Return the listing below in full, with every line exactly as it is.
[start]
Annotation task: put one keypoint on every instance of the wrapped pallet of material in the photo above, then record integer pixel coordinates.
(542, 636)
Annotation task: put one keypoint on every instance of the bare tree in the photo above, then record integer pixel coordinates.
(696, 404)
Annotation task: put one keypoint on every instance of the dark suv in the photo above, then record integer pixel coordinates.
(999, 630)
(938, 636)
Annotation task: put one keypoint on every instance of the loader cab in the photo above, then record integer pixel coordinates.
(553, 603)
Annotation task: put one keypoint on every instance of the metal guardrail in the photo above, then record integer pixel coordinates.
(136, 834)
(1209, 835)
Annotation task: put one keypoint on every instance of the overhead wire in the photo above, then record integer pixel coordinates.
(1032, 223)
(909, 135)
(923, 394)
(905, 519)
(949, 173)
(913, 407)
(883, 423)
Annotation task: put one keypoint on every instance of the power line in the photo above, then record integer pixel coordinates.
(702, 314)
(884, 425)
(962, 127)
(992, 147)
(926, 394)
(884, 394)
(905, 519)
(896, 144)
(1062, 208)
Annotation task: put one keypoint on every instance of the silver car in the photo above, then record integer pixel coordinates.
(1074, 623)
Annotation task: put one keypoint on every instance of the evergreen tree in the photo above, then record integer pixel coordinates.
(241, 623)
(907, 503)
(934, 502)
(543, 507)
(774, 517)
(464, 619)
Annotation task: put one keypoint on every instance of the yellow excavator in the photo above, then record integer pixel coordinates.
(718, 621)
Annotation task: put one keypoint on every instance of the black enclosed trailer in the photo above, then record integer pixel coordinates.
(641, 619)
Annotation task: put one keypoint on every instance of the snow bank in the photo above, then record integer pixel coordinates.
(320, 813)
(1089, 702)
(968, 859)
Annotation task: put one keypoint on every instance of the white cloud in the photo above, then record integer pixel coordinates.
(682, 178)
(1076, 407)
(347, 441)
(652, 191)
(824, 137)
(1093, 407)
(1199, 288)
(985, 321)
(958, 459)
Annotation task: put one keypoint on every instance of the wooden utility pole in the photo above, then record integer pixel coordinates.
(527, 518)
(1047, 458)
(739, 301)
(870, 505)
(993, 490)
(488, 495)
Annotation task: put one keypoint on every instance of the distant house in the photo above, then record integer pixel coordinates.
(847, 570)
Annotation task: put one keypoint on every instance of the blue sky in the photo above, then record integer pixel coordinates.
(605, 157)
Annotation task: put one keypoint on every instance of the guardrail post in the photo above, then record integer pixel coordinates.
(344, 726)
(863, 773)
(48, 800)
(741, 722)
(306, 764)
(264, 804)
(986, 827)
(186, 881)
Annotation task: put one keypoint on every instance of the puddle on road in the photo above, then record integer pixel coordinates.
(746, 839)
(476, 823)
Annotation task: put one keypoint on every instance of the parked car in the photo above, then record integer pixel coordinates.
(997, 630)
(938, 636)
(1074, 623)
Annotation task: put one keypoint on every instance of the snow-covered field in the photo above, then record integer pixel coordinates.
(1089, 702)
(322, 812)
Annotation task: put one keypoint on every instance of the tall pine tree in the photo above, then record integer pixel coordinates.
[end]
ANSWER IN FULL |
Annotation task: put one keypoint on every instance of the wrapped pallet of material in the photo above, then record integer pixel coordinates.
(542, 636)
Annotation task: put one keypoint on every instance of the bare tree in the photo above, then record integer pixel coordinates.
(696, 404)
Annotation task: put one keypoint on every instance of the dark suv in the photo above, then record integer pixel coordinates.
(999, 630)
(938, 636)
Annotation task: put one keypoint on every instance of the loader cab in the photo above, then record integer pixel coordinates.
(553, 603)
Annotation task: put one keypoint on every instance of the metal guardrail in the photo above, then record integer pixel coordinates.
(136, 834)
(1209, 835)
Annotation task: put one keypoint on every instance of the overhead wire in the photo above, then record integer pixel coordinates.
(1032, 223)
(909, 135)
(923, 394)
(905, 519)
(949, 173)
(913, 407)
(883, 423)
Annotation task: put one keypoint on every instance of the power line in the photo above, then record integer pixel coordinates.
(702, 314)
(884, 425)
(962, 127)
(992, 147)
(926, 394)
(884, 394)
(905, 519)
(896, 144)
(1062, 208)
Annotation task: put one keypoint on every instance of the silver car in the photo above, then record integer pixel coordinates.
(1074, 623)
Annotation task: put one keypoint on every instance of the evergreen tree in the photo above, then record integer pixel coordinates.
(241, 623)
(907, 503)
(934, 502)
(543, 507)
(774, 517)
(464, 619)
Annotation task: put one keypoint on every instance of the yellow excavator in the photo above, then record integer pixel coordinates.
(718, 621)
Annotation task: put one keypoint on every instance of the black enclosed trailer in the photo above, then record integer pixel coordinates.
(641, 619)
Annotation task: put one keypoint on every instance of the snow bank in the photo above, then record integer pixel coordinates.
(320, 813)
(1089, 702)
(968, 859)
Annotation task: put one keypoint on every instance of the white cloud in the photo above, then record integer pixel coordinates.
(682, 178)
(1076, 407)
(347, 441)
(652, 191)
(824, 137)
(1093, 407)
(1199, 288)
(985, 321)
(958, 459)
Annotation task: put one keypoint on every instance of the wooden utility pole in the photo above, then record integer pixel coordinates.
(527, 518)
(1047, 458)
(739, 301)
(870, 505)
(993, 490)
(488, 495)
Annotation task: put one keypoint on every instance of the distant house in the photo above, then record integer pixel coordinates.
(847, 570)
Annotation task: put one keypoint on every instance of the blue sky in the photo above, then record integer pixel coordinates.
(605, 157)
Annotation task: put one keypoint on every instance of the guardrail post in the photo above, then record integer pixel coordinates.
(344, 726)
(863, 773)
(48, 800)
(741, 722)
(306, 764)
(264, 804)
(986, 827)
(186, 881)
Annotation task: put one keypoint on every instance of the puddle on road in the photo above, then record integer pixel coordinates.
(746, 839)
(476, 823)
Annotation task: put one keypoint on every instance of the parked car in the photo above, then record integer pixel coordinates.
(997, 630)
(938, 636)
(1074, 623)
Annotation task: put one keypoint on every instance of the snow-covered field in the photo above, then record integer pixel coordinates.
(1089, 702)
(322, 812)
Annotation task: put one keypoint on every instance of the tall pine tree in the photo above, then record integer pixel coordinates.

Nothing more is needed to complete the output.